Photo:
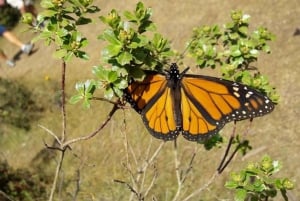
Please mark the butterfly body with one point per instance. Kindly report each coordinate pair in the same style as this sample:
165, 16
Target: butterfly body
195, 105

··········

_GIVEN EXERCISE:_ Copy every item above word for word, but leave out the pictures.

_EXERCISE OUTPUT:_
Photo:
Please mark the butterfly body with one point per instance. Kindly report each coordinate pair in the same style as this sample:
165, 16
Target: butterfly body
195, 105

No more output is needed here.